— Assigned task —
Set each line of the data down exactly, please.

== == ==

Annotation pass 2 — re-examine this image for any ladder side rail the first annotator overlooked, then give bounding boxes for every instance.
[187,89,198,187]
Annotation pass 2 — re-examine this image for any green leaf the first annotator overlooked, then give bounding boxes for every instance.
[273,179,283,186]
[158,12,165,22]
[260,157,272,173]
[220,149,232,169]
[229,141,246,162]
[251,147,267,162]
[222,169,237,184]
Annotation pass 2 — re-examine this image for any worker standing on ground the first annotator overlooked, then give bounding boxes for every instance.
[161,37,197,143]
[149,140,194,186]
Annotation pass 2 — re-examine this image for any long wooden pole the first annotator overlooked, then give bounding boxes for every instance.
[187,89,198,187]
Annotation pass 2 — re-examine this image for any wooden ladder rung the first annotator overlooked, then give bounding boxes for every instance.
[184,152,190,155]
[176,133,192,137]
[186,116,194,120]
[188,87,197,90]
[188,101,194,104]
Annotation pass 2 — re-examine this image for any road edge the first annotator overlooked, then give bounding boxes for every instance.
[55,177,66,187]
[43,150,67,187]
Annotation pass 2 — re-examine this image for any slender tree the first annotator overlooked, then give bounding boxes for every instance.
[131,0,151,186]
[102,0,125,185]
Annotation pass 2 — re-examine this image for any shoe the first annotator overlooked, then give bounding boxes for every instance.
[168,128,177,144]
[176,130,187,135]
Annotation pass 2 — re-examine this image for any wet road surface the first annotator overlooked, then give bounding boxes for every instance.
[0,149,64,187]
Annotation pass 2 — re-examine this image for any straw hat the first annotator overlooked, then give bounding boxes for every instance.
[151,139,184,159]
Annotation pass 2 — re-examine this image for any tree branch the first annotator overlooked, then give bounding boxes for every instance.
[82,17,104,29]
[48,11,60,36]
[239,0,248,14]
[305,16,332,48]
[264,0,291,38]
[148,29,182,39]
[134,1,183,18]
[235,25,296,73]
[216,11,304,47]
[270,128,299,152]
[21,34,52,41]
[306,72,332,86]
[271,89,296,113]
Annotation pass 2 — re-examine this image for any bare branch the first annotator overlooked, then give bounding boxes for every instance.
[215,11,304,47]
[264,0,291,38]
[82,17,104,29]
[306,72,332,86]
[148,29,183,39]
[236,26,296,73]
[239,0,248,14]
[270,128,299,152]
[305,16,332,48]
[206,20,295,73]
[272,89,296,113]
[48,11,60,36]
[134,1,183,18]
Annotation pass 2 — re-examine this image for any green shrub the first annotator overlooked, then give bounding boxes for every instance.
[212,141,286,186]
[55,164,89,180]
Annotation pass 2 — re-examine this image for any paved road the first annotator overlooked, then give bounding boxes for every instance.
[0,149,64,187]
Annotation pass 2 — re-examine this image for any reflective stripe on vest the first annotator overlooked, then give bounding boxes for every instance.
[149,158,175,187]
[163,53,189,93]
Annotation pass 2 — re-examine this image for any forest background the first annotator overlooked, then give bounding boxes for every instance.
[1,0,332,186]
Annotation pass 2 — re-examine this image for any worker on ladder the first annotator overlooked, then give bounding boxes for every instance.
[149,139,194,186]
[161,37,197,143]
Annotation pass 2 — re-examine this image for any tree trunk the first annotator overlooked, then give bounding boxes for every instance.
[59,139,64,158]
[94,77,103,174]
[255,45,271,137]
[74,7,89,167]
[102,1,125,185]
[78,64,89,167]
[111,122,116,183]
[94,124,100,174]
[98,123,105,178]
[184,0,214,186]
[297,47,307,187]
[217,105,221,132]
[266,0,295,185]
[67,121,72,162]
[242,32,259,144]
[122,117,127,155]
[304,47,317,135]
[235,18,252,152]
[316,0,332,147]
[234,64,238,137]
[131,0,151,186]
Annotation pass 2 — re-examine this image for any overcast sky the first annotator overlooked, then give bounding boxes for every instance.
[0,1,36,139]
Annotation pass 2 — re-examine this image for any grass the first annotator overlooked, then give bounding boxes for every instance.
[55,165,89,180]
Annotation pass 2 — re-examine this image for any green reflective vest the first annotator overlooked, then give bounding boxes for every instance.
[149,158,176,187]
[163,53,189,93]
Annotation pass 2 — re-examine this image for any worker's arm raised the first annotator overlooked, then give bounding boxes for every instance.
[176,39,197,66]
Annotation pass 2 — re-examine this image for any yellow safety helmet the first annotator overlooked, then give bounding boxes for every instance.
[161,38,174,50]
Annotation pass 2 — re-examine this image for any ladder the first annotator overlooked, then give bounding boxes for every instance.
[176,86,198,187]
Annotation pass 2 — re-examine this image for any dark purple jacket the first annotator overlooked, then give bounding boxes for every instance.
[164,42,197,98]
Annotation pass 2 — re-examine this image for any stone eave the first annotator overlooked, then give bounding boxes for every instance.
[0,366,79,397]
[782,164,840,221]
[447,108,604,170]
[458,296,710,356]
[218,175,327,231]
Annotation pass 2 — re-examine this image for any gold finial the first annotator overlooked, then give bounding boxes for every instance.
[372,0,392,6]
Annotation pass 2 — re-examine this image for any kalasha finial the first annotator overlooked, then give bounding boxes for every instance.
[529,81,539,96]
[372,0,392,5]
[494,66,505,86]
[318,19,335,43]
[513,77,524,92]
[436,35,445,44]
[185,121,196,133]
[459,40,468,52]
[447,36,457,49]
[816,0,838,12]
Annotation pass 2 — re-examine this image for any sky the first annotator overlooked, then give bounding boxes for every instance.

== == ==

— Exercise result —
Annotation pass 2 — re-examine this image for any ladder side rail the first annotator overlooked, then give bounding boxes for every instance.
[187,89,198,187]
Annotation pass 2 — re-examine this image for any green leaf the first annotator overlooked, then give bounding boxes for every instance.
[273,179,283,186]
[158,12,165,22]
[260,157,272,173]
[220,149,232,169]
[229,141,246,162]
[251,147,267,162]
[222,169,237,184]
Annotation pass 2 — re-examine this image for any worker standing on ground the first annotator overlooked, then give bounding boxes for every instance.
[161,37,197,143]
[149,140,194,186]
Annotation pass 2 — re-examine this image for any long wooden pole the first annotator overlooked, then give bounding boxes for every instance.
[187,89,198,187]
Annotation pass 2 — re-examine this image for any wooden ladder rung the first annotator overlooked, then give bounding boxes for every instance.
[184,152,190,155]
[176,133,192,137]
[186,116,194,120]
[188,87,197,90]
[188,101,194,104]
Annotation pass 2 — re-examine this image for any road edge the first annotator overlooked, then give bounding boxes for every instance.
[55,177,66,187]
[43,150,67,187]
Annotation pass 2 — re-examine this image for any slender tree the first annotator overlooked, then give bounding boxes for every instance.
[131,0,151,186]
[102,0,125,185]
Annotation pass 2 — re-examine this image for any shoe the first annotator overlooked, then give bounding boxes for every instance.
[168,128,177,144]
[176,130,187,135]
Annotation pass 2 — re-examine this image for any wet road surface the first annotator overlooked, then give bounding boxes for every instance.
[0,149,64,187]
Annotation pass 2 — re-examine this image for any straw hat the first annotator overlooked, then give bounding boxes for every instance.
[151,139,184,159]
Annotation pass 2 — re-examine this image for any tree branch the first annotator overlooked, then give bounding boxes for every instance.
[82,17,104,29]
[48,11,60,36]
[239,0,248,14]
[305,16,332,48]
[264,0,291,38]
[148,29,182,39]
[134,1,183,18]
[235,25,296,73]
[216,11,304,47]
[270,128,299,152]
[21,34,52,41]
[306,72,332,86]
[271,89,296,113]
Annotation pass 2 — re-examine this image for any bare branch the first annotator overlooked, then give bounding boxes for every instance.
[215,11,304,47]
[264,0,291,38]
[82,17,104,29]
[306,72,332,86]
[148,29,183,39]
[236,26,296,73]
[239,0,248,14]
[270,128,299,152]
[305,16,332,48]
[206,20,295,73]
[272,89,296,113]
[48,11,60,36]
[134,1,183,18]
Annotation pass 2 — re-examine this image for any green shrub the first annotator overlooked, then give bounding boxes for every instance.
[212,141,286,186]
[55,164,89,180]
Annotation pass 2 — re-examine this image for any paved road the first annotator overlooked, then give bounding boxes for every instance.
[0,149,64,187]
Annotation pass 2 — re-examine this image for any reflective stripe on vest the first annotator overlooked, then give bounding boxes for every instance.
[149,158,175,187]
[163,53,189,93]
Annotation pass 2 — re-examine this image for any forest background the first annotator overlooked, then give bounding boxes for every instance.
[1,0,332,186]
Annotation pass 2 — re-examine this image for any worker on ladder the first annotator overlooked, then give bounding boxes for every instance.
[149,139,194,186]
[161,37,197,143]
Annotation pass 2 — re-examine this image for any tree trunk the first annotator overlooked, then give bounding boxes for every instance.
[59,139,64,158]
[94,77,103,174]
[255,45,271,137]
[74,7,89,167]
[102,1,125,185]
[78,64,89,167]
[111,122,116,183]
[94,124,100,174]
[98,123,105,178]
[184,0,214,186]
[297,47,307,187]
[217,105,221,132]
[266,0,295,185]
[67,121,72,162]
[242,32,259,144]
[122,117,127,155]
[304,47,317,135]
[235,18,252,152]
[316,0,332,147]
[234,64,238,137]
[131,0,151,186]
Annotation pass 2 — re-examine this image for any overcast sky the first annotator overlooked, then give bounding boxes for every instance.
[0,1,36,139]
Annotation pass 2 — re-examine this image for any grass the first annotator overlooked, then give bounding boxes for every instance.
[55,165,89,180]
Annotation pass 2 — re-examine this image for any green reflective vest the first annotator overlooked, then give bounding boxes for every instance.
[149,158,176,187]
[163,53,189,93]
Annotation pass 2 — re-examine this image for any worker's arm raised the first annotator overlooked, then give bounding boxes for every instance.
[176,39,197,66]
Annotation pass 2 — re-examine this image for any yellow safety helmet the first annotator overlooked, then give bounding boxes for every instance.
[161,38,174,50]
Annotation pass 2 — re-examine this image for any ladder the first annotator overlooked, then give bounding boxes for every instance.
[176,86,198,187]
Annotation pass 2 — re-examine this image for any dark purple jacket the first annotator overlooked, then give bounding boxes for every instance.
[164,42,197,98]
Annotation pass 2 — re-examine this image for any stone eave the first annotator overlooked, then give bounding boxes for every instance.
[0,366,79,397]
[782,164,840,221]
[447,108,604,170]
[458,296,710,356]
[218,175,327,231]
Annotation pass 2 — re-examine this image for any gold finial the first annotator overlooked, then give bounding boxes for every instance.
[372,0,392,6]
Annotation pass 2 — re-examine this image for any kalasha finial the first annotator overlooked, then give bounding boxes for every instance.
[529,81,539,96]
[372,0,392,5]
[494,66,505,86]
[318,19,335,43]
[513,77,524,92]
[436,35,445,44]
[185,121,196,133]
[459,40,468,52]
[447,36,457,49]
[816,0,838,12]
Annotation pass 2 — re-examine this image for any sky the first annotator overlooked, then give bounding boxes for every instance.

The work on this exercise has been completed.